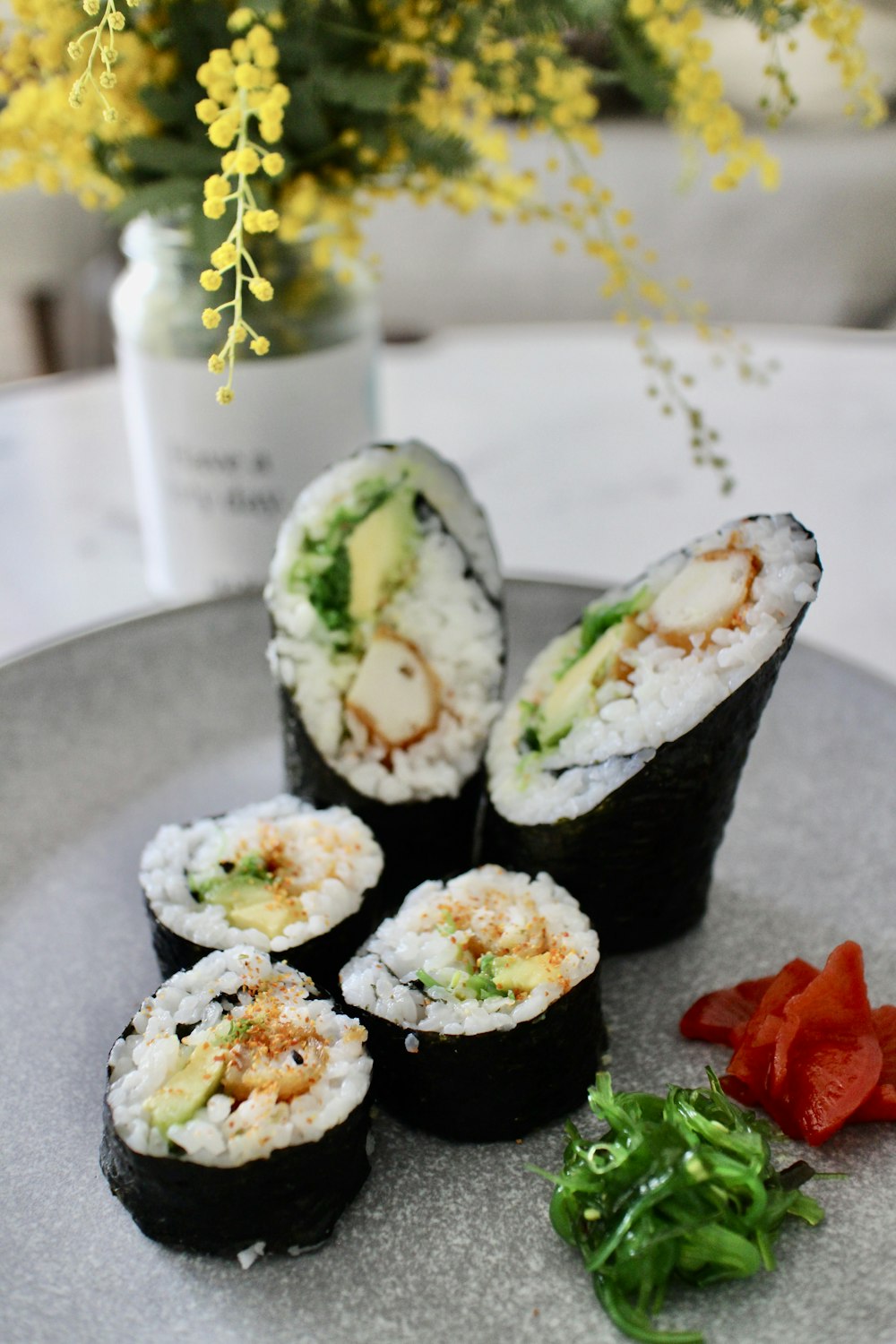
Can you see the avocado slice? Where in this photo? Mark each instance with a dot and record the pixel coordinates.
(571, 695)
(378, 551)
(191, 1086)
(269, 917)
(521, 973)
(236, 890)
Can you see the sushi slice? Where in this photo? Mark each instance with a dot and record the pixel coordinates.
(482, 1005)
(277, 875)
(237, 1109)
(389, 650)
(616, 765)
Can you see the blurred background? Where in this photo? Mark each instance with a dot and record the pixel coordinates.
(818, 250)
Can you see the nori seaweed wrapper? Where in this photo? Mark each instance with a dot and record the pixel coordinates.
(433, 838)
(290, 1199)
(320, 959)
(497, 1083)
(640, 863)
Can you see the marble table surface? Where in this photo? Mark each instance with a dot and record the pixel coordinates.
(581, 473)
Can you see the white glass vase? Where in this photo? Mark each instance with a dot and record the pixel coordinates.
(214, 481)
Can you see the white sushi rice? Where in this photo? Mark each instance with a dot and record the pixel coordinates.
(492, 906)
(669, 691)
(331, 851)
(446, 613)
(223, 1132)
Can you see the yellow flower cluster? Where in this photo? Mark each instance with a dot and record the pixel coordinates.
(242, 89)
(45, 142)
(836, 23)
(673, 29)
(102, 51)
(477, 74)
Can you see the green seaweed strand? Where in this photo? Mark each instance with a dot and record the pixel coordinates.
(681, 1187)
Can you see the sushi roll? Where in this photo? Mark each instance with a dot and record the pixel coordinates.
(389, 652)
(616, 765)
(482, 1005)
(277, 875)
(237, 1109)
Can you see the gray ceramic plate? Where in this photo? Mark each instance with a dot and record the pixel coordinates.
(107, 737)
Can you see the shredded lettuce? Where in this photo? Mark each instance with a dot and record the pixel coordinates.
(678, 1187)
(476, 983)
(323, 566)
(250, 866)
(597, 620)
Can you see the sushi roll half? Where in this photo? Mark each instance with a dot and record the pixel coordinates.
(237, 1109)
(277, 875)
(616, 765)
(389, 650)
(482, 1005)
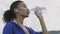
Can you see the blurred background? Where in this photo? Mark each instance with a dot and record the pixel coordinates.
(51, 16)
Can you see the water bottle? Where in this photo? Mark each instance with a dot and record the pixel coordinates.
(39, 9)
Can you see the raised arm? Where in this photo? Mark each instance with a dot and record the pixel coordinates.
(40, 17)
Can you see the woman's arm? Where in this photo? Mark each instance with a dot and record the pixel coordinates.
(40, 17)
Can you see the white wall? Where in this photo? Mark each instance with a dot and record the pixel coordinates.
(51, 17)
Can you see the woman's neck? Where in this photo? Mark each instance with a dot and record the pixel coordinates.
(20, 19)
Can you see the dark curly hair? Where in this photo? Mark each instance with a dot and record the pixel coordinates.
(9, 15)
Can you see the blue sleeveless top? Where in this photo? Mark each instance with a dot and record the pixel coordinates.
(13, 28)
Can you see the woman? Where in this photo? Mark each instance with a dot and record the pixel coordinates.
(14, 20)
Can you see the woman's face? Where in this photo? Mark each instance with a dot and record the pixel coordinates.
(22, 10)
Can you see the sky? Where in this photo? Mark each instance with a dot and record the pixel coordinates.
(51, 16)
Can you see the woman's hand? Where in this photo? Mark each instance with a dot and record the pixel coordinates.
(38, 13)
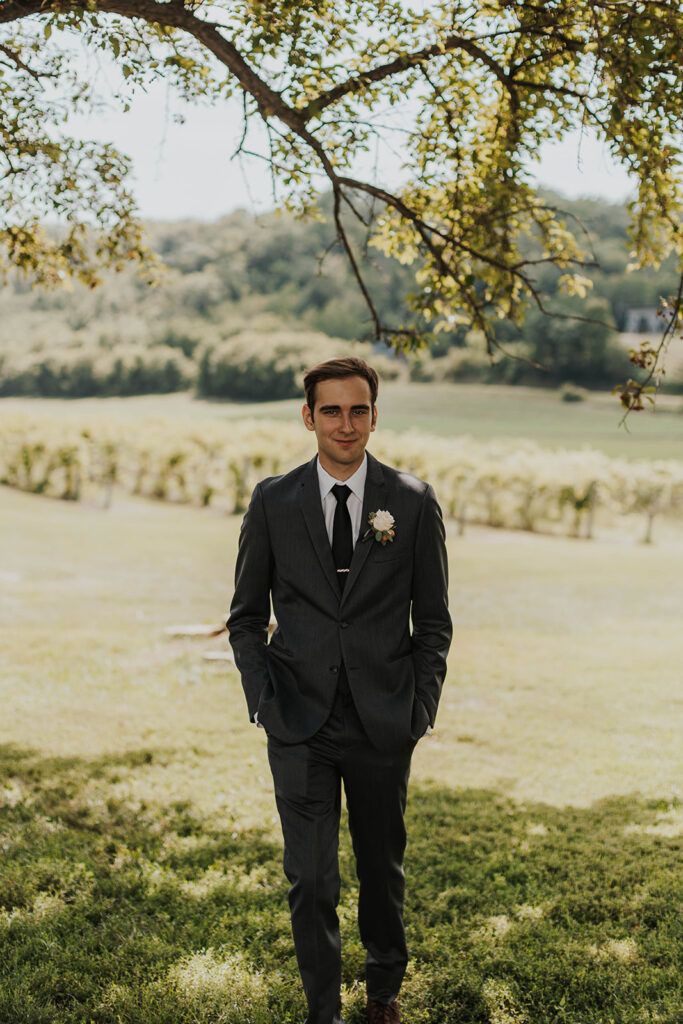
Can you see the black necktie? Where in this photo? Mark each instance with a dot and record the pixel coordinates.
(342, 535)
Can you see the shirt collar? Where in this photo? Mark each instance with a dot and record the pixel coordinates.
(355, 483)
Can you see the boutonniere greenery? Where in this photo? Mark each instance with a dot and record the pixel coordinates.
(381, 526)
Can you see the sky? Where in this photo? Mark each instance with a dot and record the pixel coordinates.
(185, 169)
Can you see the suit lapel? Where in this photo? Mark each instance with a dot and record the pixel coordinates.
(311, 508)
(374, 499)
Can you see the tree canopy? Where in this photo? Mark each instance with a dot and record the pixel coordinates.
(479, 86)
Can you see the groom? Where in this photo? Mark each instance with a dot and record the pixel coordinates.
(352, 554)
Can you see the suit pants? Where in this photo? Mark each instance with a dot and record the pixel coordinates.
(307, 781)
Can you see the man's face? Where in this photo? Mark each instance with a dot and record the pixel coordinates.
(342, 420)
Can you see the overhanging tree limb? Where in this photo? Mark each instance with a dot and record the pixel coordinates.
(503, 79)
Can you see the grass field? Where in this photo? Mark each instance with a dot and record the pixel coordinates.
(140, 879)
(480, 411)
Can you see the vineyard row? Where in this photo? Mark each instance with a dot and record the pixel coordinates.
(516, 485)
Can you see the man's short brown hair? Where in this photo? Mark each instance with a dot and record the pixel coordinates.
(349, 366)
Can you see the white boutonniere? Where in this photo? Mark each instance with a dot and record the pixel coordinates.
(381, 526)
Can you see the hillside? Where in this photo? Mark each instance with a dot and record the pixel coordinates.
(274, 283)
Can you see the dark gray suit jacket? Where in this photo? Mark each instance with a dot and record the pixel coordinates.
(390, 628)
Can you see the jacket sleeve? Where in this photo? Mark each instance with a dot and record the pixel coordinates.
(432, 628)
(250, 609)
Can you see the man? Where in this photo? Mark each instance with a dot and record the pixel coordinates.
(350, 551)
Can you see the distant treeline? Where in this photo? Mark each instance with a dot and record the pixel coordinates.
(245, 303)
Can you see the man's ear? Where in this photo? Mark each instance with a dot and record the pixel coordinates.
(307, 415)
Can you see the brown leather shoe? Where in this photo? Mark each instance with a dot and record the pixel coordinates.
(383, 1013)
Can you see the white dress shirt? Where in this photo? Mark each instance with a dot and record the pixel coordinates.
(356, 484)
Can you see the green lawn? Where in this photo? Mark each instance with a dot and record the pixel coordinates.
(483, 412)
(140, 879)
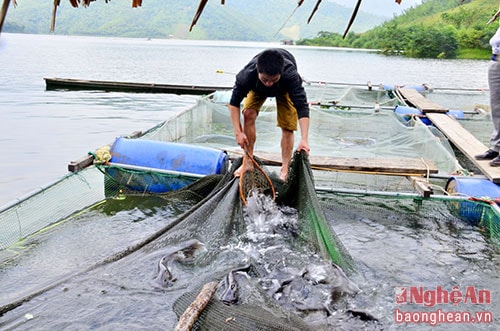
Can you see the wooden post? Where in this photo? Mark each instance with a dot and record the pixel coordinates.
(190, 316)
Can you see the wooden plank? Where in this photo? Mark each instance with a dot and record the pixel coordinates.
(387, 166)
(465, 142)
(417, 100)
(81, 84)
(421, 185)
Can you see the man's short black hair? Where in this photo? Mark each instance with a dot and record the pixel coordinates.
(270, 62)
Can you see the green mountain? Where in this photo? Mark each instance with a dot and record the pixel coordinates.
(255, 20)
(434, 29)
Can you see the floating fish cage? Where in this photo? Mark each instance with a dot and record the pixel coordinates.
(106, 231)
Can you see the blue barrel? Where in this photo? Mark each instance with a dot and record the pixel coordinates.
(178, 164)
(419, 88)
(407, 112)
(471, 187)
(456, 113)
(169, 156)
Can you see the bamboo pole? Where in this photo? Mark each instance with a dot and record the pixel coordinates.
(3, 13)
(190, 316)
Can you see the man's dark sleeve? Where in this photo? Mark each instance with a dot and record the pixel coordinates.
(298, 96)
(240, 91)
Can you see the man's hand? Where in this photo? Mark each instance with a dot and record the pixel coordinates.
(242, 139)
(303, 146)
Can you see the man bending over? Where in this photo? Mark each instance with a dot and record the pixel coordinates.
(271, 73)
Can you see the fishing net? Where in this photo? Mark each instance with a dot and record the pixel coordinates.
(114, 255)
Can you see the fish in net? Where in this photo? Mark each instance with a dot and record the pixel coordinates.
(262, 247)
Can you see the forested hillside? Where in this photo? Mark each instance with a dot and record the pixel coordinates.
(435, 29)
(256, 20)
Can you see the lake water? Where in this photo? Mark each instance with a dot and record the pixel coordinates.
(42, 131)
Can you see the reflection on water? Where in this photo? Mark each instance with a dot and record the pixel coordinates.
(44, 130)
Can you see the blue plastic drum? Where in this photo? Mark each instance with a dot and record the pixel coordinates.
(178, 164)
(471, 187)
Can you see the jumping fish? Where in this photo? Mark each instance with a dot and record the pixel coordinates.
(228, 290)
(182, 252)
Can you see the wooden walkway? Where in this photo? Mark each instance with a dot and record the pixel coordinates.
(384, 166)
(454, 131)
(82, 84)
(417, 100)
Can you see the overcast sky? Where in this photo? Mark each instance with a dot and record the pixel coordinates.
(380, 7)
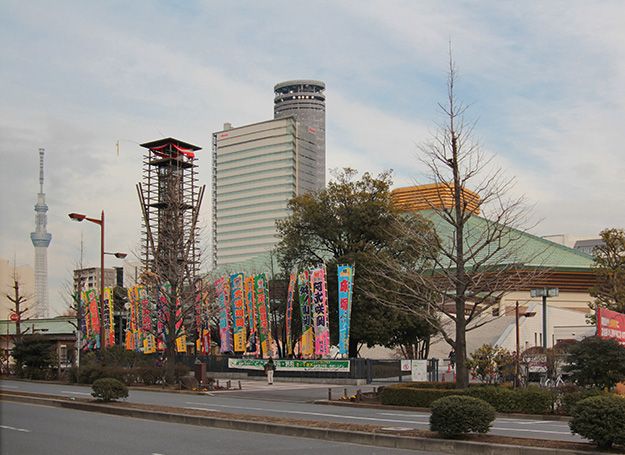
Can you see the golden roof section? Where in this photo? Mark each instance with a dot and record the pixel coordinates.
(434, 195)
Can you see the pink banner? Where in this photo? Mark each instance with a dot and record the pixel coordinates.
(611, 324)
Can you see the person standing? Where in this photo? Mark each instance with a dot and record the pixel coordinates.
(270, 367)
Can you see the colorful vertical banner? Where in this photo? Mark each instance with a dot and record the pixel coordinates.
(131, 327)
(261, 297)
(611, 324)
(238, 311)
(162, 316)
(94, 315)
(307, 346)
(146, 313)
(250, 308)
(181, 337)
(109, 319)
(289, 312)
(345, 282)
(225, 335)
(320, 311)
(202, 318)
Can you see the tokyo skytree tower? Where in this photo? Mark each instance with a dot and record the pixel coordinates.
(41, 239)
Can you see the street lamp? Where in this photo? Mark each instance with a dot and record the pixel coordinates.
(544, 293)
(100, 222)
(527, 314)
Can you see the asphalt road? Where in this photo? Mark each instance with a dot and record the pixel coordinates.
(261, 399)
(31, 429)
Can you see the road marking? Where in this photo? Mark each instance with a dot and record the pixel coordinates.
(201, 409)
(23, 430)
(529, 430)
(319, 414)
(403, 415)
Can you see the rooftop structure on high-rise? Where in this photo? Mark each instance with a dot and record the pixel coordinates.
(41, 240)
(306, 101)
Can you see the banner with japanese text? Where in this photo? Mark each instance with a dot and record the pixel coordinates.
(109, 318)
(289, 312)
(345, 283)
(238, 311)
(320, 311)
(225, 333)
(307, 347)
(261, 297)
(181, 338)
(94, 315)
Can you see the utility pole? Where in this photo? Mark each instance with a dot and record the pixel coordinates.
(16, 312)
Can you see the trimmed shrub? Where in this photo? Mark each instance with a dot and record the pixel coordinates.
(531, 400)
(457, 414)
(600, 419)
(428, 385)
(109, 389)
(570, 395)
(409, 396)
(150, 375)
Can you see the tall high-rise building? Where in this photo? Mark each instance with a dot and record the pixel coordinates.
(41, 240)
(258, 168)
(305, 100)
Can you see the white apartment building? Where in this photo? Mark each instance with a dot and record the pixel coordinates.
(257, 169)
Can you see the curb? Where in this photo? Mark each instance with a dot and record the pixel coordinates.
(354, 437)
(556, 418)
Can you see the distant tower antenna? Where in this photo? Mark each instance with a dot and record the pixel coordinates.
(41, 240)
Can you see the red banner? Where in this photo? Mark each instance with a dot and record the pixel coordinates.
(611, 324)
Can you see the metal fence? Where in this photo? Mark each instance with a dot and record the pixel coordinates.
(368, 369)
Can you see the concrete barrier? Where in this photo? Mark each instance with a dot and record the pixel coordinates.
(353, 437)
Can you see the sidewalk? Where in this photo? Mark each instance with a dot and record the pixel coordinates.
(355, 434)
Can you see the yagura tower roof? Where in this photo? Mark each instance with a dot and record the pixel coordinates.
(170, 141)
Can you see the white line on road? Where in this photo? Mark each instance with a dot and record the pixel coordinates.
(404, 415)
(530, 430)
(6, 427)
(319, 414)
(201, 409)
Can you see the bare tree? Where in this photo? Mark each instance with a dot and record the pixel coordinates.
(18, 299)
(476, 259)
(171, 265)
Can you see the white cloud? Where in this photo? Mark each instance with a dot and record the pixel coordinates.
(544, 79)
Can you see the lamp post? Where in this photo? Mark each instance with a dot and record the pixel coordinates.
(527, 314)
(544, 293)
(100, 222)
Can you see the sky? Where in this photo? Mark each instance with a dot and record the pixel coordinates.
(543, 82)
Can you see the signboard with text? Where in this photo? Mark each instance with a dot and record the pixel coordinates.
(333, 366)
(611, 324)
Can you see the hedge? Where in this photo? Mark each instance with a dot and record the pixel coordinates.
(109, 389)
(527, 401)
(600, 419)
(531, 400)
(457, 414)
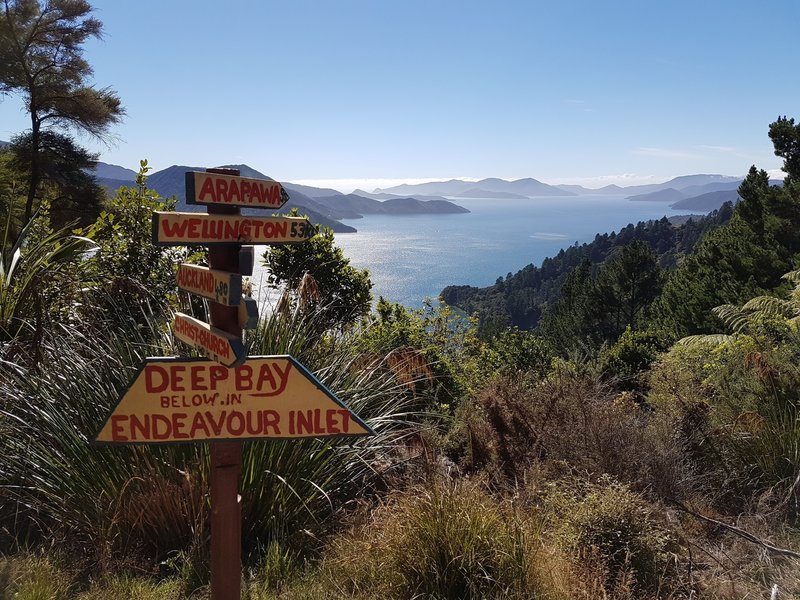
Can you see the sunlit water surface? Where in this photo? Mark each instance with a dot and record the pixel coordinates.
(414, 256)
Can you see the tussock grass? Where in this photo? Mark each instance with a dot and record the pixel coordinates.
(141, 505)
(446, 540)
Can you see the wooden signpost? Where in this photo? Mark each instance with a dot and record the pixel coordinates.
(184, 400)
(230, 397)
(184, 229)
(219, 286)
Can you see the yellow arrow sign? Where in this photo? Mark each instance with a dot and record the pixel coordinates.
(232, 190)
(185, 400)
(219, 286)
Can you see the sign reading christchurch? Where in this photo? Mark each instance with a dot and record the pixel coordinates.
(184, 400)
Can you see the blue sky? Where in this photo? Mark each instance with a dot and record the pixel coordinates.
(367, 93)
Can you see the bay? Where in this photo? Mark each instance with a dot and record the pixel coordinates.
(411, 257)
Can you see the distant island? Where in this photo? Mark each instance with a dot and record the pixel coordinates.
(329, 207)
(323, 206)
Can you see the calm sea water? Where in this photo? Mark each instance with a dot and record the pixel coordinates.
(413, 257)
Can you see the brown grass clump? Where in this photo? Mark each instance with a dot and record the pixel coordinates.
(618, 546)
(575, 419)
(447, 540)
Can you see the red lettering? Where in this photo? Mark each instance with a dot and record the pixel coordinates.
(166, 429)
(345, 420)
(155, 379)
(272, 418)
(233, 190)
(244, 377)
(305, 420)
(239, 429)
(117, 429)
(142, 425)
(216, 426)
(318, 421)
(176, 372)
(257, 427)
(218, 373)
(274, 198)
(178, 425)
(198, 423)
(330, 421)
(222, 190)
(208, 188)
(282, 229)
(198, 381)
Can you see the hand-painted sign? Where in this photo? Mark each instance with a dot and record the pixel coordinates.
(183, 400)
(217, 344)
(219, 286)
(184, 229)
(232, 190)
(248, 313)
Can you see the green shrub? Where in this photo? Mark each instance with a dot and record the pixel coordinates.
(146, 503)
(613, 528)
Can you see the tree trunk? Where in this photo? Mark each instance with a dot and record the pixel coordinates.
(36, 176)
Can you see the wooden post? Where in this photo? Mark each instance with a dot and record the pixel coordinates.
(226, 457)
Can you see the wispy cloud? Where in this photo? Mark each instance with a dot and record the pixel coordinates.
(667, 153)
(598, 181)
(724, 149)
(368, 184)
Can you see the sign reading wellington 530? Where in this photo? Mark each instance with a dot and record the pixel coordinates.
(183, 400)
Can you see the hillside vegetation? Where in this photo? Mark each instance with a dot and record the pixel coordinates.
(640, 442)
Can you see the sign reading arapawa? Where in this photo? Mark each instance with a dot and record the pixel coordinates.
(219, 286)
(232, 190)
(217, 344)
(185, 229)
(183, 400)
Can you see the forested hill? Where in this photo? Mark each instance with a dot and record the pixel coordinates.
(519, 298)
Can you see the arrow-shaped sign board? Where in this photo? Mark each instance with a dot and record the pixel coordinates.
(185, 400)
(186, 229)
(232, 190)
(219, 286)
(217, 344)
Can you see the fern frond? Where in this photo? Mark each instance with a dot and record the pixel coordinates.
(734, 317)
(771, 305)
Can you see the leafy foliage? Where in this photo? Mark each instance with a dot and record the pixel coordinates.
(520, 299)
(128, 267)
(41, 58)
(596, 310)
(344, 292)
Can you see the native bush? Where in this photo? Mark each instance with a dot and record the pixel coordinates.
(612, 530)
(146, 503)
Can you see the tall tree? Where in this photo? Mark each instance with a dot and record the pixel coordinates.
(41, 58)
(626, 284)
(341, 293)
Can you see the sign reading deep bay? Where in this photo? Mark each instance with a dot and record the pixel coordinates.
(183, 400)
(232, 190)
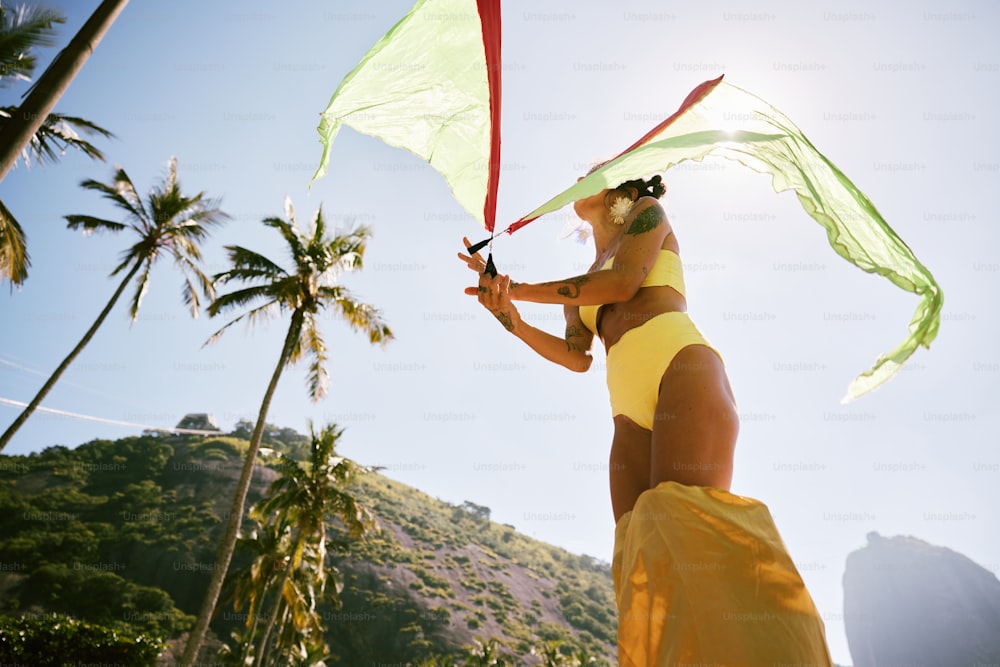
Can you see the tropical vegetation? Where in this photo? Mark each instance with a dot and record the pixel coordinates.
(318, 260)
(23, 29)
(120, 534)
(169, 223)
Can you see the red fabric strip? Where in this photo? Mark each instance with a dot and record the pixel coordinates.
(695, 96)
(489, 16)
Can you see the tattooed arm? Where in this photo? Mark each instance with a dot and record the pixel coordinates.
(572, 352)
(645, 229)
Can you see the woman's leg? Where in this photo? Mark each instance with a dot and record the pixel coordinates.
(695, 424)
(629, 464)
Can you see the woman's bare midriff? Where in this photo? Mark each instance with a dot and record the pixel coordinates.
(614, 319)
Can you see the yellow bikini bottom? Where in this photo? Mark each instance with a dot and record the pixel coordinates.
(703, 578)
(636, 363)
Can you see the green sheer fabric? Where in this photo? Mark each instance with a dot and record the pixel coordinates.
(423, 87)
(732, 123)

________________

## GIVEN REQUEST
Please go from the start of the records and stop after the line that contains "(223, 1132)". Write those lines out again without the pictures, switching "glass" to "ceramic" and leaving everything else the same.

## COMPLETE OUTPUT
Can you see the avocado slice? Where in this photo? Mark each instance with a dot and record the pixel coordinates.
(571, 695)
(378, 551)
(191, 1086)
(269, 917)
(521, 973)
(236, 890)
Can you see the sushi slice? Where in this photo? Mark each instance with a dot and record the pixel coordinates.
(482, 1005)
(277, 875)
(237, 1109)
(389, 650)
(616, 765)
Can you see the blurred background? Where in this photo? Mark each instance with a dot and record the pixel coordinates.
(818, 250)
Can you see the nori seaweed wrapper? Where in this photo? Mark each instance with a dot and record the pixel coordinates.
(433, 838)
(290, 1199)
(320, 959)
(497, 1083)
(640, 863)
Can you see the marble table surface? Where in this photo? Mark each instance with a dot and record the pixel coordinates.
(581, 473)
Can you see the white ceramic vase? Where in this photo? Mark each instance with a dot and record the pixel coordinates.
(214, 481)
Can you see the white sushi rice? Where in this photo? Mark each instance with a dot and record the pixel coordinates.
(492, 906)
(669, 691)
(331, 851)
(446, 613)
(223, 1132)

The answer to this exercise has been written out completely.